*Problèmes à résoudre*.
A – D'après l'extrait sur l'expulsion du requérant, à quelle date la décision d'expulsion sera-t-elle prescrite ?
B – Poursuivez l'extrait sur l'expulsion du requérant à partir de sa dernière phrase.

*Texte retenu*.
——————
4.1Par une note verbale datée du 1er juillet 2016, l’État partie a présenté ses observations sur la recevabilité et sur le fond, tout en rappelant les faits de l’espèce et en produisant des extraits de la législation interne pertinente. Il soutient que la situation du requérant a été examinée au regard de la loi de 2005 relative aux étrangers. Les autorités de l’immigration, après examen des faits, ont conclu que le requérant n’avait pas démontré qu’il avait besoin d’une protection.

4.2L’État partie produit ses propres traductions des documents afférents aux procédures menées devant les autorités suédoises de l’immigration afin d’exposer le raisonnement qui l’a amené à décider d’expulser le requérant. Les conclusions de ces autorités confirment que le requérant n’a pas besoin d’une protection et peut être expulsé vers la Fédération de Russie. Le requérant a demandé l’asile le 2 septembre 2013 et sa demande a été rejetée le 12 septembre 2014. Cette décision a fait l’objet d’un recours devant le Tribunal de l’immigration, qui l’a rejeté le 16 mars 2015. Le 11 mai 2015, la Cour d’appel de l’immigration a refusé d’autoriser le requérant à faire appel et la décision de l’expulser est devenue définitive.

4.3Le 5 juin 2015, le requérant a affirmé devant l’Office suédois des migrations qu’il existait « des obstacles » à l’exécution de la décision d’expulsion le visant et a demandé le réexamen de sa situation. Cette demande a été rejetée le 21 juillet 2015. L’Office des migrations s’est ensuite entretenu avec le requérant de la possibilité d’un retour volontaire de celui-ci et de ses enfants. Conformément aux dispositions de l’article 22 1) du chapitre 12 de la loi relative aux étrangers, la décision d’expulsion sera prescrite le 11 mai 2019. Il est donc de la plus haute importance pour l’État partie qu’en l’espèce le Comité se prononce avant mai 2019.

4.4L’État partie ne conteste pas que le requérant a épuisé tous les recours internes. Toutefois, l’intéressé n’a pas suffisamment étayé ses griefs et sa requête doit donc être déclarée irrecevable en application du paragraphe 2 de l’article 22 de la Convention.

4.5En ce qui concerne le fond de la communication, l’État partie explique que, dans le cadre de l’examen de la présente affaire, il a étudié la situation générale des droits de l’homme en Fédération de Russie et s’est en particulier demandé si le requérant courrait personnellement un risque d’être soumis à la torture s’il y était renvoyé. L’État partie fait observer qu’il incombe au requérant d’établir, en présentant des arguments défendables, qu’il court personnellement un risque réel et prévisible d’être soumis à la torture. De plus, si le risque de torture doit être évalué en fonction d’éléments qui ne se limitent pas à de simples supputations, il n’est pas nécessaire de montrer qu’il est hautement probable.
——————
*Données fournies*.
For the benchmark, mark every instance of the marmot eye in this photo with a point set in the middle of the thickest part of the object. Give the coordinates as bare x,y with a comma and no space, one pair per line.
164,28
——————
*Résultats attendus*.
A – Le 11 mai 2019.

B –
4.6En ce qui concerne la situation actuelle des droits de l’homme en Fédération de Russie, en particulier dans le Caucase du nord, l’État partie est conscient de la situation et renvoie à des rapports publiés récemment, par exemple par l’International Crisis Group, Amnesty International et Human Rights Watch. On peut résumer brièvement ces rapports comme suit : la violence dans le Caucase du nord a considérablement diminué au cours des deux dernières années ; de nombreux groupes radicaux ont quitté la Fédération de Russie pour se rendre en Iraq et en République arabe syrienne ; bien que la violence ait reculé, des violations des droits de l’homme continuent de se produire ; les services de police et de sécurité sont responsables de disparitions forcées et de détentions illégales et soumettent les détenus à la torture et à des mauvais traitements.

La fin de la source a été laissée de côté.